▶ _GIVEN REQUEST_
Count the lines in the data below that contain the word "outline". How many are there? Reply with the number only.

_ _ _

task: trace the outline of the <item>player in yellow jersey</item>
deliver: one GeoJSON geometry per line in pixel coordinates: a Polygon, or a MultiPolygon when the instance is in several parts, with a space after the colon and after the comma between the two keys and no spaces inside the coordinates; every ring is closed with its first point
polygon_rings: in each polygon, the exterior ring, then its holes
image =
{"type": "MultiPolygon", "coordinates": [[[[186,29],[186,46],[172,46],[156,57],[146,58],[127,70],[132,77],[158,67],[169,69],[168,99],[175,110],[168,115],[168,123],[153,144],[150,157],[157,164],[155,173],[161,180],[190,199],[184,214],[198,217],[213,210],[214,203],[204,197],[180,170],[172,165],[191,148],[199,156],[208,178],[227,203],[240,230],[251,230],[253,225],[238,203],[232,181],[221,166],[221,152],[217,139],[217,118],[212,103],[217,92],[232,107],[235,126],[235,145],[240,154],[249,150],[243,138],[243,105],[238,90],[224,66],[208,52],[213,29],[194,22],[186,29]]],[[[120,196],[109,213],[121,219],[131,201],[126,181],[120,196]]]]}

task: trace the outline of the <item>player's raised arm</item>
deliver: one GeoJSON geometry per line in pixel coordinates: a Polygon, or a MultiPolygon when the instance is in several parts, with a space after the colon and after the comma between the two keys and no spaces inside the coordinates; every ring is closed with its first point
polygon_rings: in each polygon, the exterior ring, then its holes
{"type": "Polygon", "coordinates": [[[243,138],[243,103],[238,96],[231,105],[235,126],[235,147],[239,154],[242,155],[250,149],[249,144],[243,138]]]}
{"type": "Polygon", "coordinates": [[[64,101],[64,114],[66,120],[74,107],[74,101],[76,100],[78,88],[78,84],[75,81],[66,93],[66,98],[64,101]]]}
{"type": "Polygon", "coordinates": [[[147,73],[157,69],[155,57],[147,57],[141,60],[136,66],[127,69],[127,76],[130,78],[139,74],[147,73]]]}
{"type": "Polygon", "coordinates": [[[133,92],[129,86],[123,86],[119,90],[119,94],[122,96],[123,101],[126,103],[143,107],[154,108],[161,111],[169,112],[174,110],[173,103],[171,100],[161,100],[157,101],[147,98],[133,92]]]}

_ _ _

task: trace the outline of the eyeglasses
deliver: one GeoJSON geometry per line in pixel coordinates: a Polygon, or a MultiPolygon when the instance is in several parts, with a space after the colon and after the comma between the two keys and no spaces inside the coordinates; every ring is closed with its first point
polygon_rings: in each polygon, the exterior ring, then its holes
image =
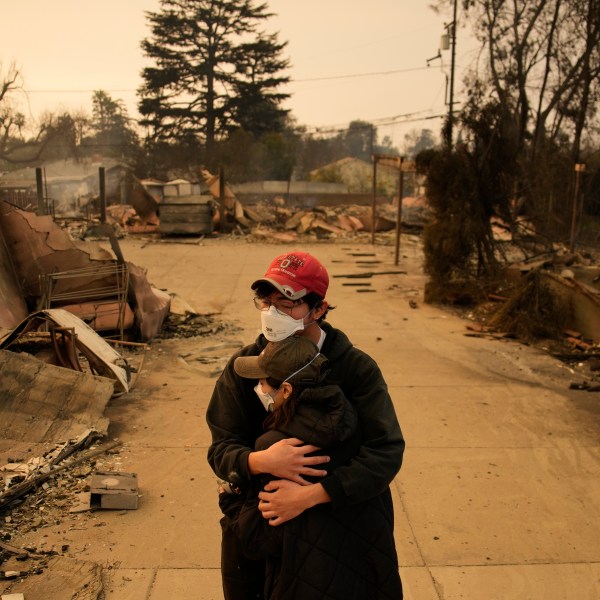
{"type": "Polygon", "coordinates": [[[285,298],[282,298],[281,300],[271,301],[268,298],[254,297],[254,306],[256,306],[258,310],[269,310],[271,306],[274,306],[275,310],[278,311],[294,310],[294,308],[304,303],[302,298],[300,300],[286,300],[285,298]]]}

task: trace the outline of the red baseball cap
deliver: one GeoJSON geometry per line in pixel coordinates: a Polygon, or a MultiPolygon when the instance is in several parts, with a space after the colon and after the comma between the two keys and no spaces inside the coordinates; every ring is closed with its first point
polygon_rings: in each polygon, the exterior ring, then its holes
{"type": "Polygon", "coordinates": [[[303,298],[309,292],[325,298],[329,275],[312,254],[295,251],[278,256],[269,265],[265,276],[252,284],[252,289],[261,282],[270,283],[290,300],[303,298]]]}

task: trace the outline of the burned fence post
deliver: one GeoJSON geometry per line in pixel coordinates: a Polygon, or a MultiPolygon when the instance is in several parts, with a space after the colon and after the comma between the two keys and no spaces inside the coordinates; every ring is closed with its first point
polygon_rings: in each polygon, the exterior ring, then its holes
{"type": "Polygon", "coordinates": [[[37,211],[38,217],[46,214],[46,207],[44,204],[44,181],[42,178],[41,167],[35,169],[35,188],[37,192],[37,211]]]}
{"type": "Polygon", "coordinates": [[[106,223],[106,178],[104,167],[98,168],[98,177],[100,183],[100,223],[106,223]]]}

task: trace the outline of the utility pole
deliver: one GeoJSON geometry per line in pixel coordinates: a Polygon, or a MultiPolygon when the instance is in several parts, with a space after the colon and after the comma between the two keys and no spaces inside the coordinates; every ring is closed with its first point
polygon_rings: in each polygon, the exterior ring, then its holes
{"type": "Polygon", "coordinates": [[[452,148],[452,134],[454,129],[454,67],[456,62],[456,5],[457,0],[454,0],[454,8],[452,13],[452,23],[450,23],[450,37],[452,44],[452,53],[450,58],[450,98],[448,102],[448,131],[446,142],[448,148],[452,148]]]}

_ _ _

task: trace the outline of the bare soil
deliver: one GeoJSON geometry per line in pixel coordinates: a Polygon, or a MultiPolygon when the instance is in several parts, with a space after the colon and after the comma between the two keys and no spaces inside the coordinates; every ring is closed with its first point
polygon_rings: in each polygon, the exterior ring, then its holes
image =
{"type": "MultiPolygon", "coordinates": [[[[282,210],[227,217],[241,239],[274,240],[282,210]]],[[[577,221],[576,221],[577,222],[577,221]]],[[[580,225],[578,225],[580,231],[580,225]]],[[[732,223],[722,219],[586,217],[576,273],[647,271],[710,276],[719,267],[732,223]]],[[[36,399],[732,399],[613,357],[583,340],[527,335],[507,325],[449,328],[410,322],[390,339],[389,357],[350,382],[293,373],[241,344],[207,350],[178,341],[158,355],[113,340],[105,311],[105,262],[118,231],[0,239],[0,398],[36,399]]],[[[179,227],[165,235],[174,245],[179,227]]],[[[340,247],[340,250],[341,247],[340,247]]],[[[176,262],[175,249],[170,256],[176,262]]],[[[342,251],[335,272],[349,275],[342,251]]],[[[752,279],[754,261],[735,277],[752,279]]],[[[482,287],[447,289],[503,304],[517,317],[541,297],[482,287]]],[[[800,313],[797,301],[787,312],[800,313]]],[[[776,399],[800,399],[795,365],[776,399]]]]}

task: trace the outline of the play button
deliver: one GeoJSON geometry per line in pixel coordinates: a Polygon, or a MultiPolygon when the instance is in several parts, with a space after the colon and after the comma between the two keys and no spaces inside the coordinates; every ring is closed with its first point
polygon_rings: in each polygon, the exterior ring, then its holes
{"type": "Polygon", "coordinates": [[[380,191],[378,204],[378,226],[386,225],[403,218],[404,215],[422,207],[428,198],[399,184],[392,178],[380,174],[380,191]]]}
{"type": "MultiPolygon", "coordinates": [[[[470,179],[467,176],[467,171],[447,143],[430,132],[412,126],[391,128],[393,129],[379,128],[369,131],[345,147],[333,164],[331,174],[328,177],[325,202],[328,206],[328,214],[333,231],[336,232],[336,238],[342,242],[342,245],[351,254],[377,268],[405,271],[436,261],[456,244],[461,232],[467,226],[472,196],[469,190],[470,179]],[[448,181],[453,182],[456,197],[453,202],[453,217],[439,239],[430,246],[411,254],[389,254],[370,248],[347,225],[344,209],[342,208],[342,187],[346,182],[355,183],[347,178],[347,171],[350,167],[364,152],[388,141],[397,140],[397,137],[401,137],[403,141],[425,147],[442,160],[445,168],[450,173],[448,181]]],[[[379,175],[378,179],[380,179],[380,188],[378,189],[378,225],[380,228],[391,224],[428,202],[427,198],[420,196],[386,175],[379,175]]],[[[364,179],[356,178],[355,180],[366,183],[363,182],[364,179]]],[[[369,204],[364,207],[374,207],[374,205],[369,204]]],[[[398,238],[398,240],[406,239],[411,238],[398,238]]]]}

_ _ _

▶ _FULL ANSWER_
8